## What the task requires
Scan the records for lines with the word "queried", and copy every such line.

Dataset below:

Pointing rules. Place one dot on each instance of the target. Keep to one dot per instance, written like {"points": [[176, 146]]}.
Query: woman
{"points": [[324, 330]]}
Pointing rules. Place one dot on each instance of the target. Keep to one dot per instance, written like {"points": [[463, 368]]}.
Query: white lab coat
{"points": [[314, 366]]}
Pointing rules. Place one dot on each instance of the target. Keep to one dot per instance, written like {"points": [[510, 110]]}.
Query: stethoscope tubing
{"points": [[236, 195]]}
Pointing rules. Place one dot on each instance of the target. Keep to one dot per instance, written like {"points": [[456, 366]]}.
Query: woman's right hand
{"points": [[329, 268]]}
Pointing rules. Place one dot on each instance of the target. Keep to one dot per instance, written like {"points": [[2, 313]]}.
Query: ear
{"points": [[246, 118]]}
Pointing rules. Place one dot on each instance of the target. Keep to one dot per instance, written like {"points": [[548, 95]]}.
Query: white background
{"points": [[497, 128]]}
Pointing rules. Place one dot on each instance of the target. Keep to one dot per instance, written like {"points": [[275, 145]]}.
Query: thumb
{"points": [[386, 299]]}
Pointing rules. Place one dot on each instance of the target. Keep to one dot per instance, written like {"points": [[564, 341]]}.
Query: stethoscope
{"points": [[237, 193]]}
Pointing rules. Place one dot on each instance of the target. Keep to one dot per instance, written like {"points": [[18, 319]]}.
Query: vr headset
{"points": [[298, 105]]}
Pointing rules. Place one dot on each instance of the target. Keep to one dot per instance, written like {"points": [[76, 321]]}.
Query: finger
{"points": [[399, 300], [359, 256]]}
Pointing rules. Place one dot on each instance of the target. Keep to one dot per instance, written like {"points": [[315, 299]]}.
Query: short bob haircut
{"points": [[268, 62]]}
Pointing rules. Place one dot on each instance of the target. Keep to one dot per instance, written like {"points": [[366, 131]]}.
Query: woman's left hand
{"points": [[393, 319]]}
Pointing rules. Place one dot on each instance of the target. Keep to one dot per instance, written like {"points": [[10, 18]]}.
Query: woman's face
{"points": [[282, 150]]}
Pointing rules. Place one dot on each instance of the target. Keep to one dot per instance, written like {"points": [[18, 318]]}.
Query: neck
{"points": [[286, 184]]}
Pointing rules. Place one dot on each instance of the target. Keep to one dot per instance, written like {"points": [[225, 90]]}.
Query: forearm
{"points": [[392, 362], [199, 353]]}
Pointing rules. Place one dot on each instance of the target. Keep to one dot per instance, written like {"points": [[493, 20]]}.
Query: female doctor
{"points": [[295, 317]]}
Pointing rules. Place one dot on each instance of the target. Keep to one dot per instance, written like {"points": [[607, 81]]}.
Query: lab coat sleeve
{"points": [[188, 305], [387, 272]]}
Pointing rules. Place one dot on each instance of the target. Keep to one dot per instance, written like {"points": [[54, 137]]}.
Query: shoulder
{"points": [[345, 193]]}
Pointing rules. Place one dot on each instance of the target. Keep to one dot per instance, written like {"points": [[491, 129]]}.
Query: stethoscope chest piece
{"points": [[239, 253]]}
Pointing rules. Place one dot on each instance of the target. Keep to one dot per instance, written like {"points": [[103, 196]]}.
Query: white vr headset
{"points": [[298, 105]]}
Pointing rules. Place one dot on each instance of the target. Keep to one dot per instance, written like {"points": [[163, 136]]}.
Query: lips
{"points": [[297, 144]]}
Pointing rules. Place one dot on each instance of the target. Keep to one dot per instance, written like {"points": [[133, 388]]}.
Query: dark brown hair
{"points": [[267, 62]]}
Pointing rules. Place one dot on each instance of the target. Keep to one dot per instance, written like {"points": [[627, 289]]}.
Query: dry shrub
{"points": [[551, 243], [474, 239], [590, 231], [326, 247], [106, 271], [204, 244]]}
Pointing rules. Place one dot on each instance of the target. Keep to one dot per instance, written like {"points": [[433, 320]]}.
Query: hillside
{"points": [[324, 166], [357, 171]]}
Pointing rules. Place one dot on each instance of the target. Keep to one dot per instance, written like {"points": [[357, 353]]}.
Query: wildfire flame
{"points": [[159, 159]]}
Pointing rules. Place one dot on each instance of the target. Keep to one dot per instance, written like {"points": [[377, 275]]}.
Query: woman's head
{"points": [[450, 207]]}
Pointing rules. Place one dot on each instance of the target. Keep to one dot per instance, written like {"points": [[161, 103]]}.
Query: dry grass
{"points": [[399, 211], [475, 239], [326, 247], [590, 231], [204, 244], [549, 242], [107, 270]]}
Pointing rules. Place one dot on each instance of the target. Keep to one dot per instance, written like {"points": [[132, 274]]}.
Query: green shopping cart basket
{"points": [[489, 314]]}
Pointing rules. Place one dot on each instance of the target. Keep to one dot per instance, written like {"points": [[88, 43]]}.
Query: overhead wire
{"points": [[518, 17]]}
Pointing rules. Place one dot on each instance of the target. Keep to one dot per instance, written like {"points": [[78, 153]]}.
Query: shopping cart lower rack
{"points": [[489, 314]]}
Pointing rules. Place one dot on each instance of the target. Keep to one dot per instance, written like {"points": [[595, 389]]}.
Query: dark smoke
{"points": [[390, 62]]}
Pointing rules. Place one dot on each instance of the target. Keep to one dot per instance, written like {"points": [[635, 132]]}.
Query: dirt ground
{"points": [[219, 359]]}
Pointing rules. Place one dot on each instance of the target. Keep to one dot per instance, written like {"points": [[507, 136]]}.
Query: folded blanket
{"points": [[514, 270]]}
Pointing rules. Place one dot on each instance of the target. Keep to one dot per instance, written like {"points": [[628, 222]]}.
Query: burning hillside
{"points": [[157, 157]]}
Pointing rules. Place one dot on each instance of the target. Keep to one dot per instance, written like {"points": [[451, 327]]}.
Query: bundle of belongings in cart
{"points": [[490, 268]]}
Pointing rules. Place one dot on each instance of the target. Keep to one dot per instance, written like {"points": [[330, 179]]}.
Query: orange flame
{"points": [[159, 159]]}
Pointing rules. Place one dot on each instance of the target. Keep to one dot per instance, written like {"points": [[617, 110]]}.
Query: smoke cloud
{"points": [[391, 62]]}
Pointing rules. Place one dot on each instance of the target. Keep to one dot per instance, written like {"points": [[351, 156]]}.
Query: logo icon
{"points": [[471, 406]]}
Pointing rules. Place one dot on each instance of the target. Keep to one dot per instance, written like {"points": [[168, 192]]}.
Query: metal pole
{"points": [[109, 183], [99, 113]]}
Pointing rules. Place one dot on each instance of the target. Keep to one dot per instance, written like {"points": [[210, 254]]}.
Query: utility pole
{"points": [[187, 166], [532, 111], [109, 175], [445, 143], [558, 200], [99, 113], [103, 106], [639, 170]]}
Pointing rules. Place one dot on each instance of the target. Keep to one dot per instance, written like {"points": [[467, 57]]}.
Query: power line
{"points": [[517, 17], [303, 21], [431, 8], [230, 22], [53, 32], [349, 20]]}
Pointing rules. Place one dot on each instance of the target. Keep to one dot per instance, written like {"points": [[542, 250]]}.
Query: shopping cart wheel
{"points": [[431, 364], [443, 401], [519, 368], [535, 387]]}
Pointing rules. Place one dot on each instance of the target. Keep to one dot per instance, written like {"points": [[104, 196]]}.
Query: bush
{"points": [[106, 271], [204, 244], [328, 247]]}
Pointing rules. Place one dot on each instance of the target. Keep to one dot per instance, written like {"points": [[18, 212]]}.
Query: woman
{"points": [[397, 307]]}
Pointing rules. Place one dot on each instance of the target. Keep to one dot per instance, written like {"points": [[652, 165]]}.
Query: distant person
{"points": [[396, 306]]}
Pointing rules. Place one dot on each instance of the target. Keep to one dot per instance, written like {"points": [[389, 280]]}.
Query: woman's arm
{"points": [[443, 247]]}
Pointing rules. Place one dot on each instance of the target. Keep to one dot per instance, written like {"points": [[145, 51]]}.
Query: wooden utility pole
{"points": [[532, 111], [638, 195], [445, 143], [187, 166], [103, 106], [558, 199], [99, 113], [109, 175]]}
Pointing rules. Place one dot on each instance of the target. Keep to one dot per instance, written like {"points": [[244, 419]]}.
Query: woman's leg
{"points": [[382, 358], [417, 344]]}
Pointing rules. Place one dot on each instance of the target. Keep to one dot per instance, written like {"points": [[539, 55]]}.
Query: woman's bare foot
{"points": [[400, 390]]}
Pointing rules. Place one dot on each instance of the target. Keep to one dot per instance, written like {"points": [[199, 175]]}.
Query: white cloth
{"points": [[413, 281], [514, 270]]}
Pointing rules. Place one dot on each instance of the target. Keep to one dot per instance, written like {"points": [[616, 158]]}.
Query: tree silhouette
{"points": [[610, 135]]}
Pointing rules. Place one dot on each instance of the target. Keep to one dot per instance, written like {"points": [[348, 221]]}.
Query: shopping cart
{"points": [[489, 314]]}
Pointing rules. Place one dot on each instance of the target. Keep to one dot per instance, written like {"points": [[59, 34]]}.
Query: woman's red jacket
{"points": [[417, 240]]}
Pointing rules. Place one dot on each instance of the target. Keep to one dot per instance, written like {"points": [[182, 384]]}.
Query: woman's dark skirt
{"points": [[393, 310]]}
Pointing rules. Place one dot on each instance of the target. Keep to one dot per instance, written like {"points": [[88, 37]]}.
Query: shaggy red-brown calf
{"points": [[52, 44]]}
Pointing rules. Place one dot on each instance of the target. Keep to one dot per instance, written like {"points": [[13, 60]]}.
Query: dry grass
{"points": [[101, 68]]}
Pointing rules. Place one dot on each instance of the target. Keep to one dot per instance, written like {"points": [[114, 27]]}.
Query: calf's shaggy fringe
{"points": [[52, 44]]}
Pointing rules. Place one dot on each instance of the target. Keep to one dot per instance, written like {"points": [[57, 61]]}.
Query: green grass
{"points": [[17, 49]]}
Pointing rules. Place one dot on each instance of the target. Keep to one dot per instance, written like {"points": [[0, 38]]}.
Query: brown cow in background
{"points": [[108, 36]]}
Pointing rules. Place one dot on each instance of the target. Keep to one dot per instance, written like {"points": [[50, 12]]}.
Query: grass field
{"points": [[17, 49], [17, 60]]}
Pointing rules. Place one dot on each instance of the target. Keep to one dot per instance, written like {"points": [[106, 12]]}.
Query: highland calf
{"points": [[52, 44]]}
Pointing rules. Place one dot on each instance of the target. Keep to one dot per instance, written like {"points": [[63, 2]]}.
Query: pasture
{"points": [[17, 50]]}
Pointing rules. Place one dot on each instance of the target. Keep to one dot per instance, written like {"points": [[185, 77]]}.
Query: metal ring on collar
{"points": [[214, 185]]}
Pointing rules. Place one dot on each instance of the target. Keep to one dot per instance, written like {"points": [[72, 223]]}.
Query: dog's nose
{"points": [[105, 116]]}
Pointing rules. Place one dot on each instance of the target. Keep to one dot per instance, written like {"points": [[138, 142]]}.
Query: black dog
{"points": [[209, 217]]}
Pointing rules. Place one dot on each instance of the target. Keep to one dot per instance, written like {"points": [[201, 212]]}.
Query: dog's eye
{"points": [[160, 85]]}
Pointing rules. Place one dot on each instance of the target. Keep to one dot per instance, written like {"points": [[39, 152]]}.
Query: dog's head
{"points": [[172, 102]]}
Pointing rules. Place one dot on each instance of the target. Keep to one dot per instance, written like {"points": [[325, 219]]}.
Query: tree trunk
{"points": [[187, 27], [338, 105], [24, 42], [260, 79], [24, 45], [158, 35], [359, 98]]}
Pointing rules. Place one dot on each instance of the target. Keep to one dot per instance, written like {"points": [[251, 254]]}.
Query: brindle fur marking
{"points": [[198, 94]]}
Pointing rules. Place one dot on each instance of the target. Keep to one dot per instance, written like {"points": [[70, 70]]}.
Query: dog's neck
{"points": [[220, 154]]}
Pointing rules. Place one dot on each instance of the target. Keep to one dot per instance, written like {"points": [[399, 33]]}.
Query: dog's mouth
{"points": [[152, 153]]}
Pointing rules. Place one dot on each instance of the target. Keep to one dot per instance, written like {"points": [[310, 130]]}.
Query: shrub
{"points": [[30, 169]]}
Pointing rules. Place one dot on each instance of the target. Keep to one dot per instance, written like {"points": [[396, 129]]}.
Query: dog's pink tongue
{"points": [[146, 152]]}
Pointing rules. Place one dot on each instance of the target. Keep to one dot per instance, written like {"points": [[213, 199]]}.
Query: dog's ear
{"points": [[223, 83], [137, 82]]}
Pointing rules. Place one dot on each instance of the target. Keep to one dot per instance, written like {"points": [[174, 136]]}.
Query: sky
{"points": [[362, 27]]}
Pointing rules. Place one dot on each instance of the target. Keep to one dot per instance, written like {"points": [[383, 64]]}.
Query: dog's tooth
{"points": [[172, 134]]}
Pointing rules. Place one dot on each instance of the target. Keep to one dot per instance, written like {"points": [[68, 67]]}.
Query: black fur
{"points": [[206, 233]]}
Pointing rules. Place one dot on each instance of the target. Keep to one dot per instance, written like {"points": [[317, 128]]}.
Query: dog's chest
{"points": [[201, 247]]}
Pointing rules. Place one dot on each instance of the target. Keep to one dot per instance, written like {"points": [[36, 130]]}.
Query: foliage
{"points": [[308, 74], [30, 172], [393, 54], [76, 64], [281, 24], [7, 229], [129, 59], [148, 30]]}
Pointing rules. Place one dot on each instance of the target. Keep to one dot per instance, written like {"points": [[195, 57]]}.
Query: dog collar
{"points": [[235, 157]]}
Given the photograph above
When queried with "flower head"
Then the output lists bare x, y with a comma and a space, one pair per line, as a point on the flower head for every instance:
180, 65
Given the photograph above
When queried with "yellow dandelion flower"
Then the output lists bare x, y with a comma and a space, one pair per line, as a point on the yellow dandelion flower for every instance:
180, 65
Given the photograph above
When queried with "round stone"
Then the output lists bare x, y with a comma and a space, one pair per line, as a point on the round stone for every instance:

End of Dataset.

## Exercise output
When queried with "flower head"
When queried with "yellow dandelion flower"
When queried with "round stone"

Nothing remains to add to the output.